__Assignment__: Continue the article about why celebrities like to run, starting right after its last sentence.

**** Excerpt to read ****

On the days it takes more than a power playlist and a few good friends to motivate you to lace-up your sneakers, it sometimes helps to set an intention that, ahem, runs deeper than breaking your personal best. It also happens to be a celeb-approved form of fitspo.
Stars like Lena Dunham and Karlie Kloss call upon wobbly-legged, heart-pounding memories to help give their runner's high a lift. Here they explain what makes that daily jog so special.
"Why I run": Keep reading for sweat-sister stories from Karlie Kloss, Lena Dunham, Christy Turlington, and more.
To give the brain a break
"Running helps me clear my mind and gives me uninterrupted time to think," model and entrepreneur Karlie Kloss told Runner's World. "I also always feel re-centered and ready to take on the day after a really good run." Kloss completed the Paris Half Marathon in 2015, and is now training for her first marathon.
To feel proud
When Girls and Lenny Letter creator Lena Dunham was spotted on the run, she proudly took to Instagram to share the paparazzi pic—something she doesn't normally do, "but this fills me with pride," she wrote in her post. "Basically my whole life I have hated running and run like a wounded baby Pterodactyl. It was embarrassing and honestly I did not trust myself to escape a burning building or even move briskly towards a buffet." Of course, Dunham now has the title of yogi under her belt as well, as she showed us in a series of videos with her instructor Beth Cooke. But even as a newbie runner, she said, "It's a true joy to continue getting more connected to my body and its powers."

**** Provided material ****

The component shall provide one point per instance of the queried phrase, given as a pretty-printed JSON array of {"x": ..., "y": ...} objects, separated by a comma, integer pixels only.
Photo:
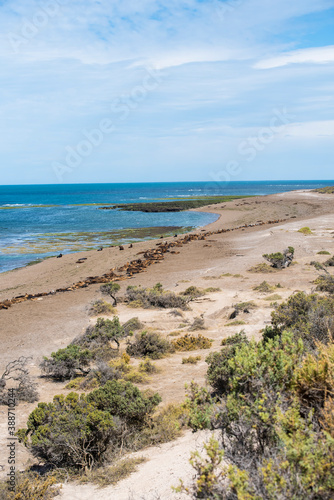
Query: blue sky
[{"x": 119, "y": 90}]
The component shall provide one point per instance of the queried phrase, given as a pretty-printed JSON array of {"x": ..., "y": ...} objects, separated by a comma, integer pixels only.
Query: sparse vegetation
[
  {"x": 77, "y": 431},
  {"x": 280, "y": 260},
  {"x": 272, "y": 401},
  {"x": 150, "y": 345},
  {"x": 112, "y": 474},
  {"x": 101, "y": 307},
  {"x": 17, "y": 375},
  {"x": 261, "y": 268},
  {"x": 264, "y": 287},
  {"x": 192, "y": 292},
  {"x": 30, "y": 486},
  {"x": 192, "y": 360},
  {"x": 273, "y": 297},
  {"x": 191, "y": 343},
  {"x": 67, "y": 363},
  {"x": 111, "y": 289},
  {"x": 155, "y": 297},
  {"x": 305, "y": 230},
  {"x": 197, "y": 324},
  {"x": 237, "y": 322}
]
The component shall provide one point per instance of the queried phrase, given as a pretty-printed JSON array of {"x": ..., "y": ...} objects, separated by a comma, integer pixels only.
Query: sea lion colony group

****

__Final answer__:
To make pregnancy and childbirth safe for every woman
Model and activist Christy Turlington Burns created the organization Every Mother Counts because of a staggering statistic: One woman dies every two minutes as a result of complications from pregnancy or childbirth. And she runs races to raise awareness (and money)—so that life-saving health care will someday be accessible for all. "Marathons are a lot like childbirth," she wrote on Instagram. "You think you will never do it again until those endorphins kick in and you forget all about the pain and hard work."
To regain—and maintain—sanity
"When you're in a house with lots of babies, no sleep, and everything is about their needs all of the time, I found that going out for a run in the morning before they got up—even if it was just half an hour—made me feel like I did something for myself," Modern Family actress Julie Bowen told Runner's World after the birth of her twins. Plus, she says, it keeps her happy. "When I don't get to run, I am a grump," she says. "Nobody wants to be around me."
As a form of therapy
"I started running on my own—first a couple miles, then longer, and I fell in love with it," Today anchor and Access Hollywood host Natalie Morales said on the Ali on the Run Show recently. (Full disclosure: That's my podcast.) "It was therapy for me. It was a pretty hard year...and running was my way of figuring things out and figuring out who I was."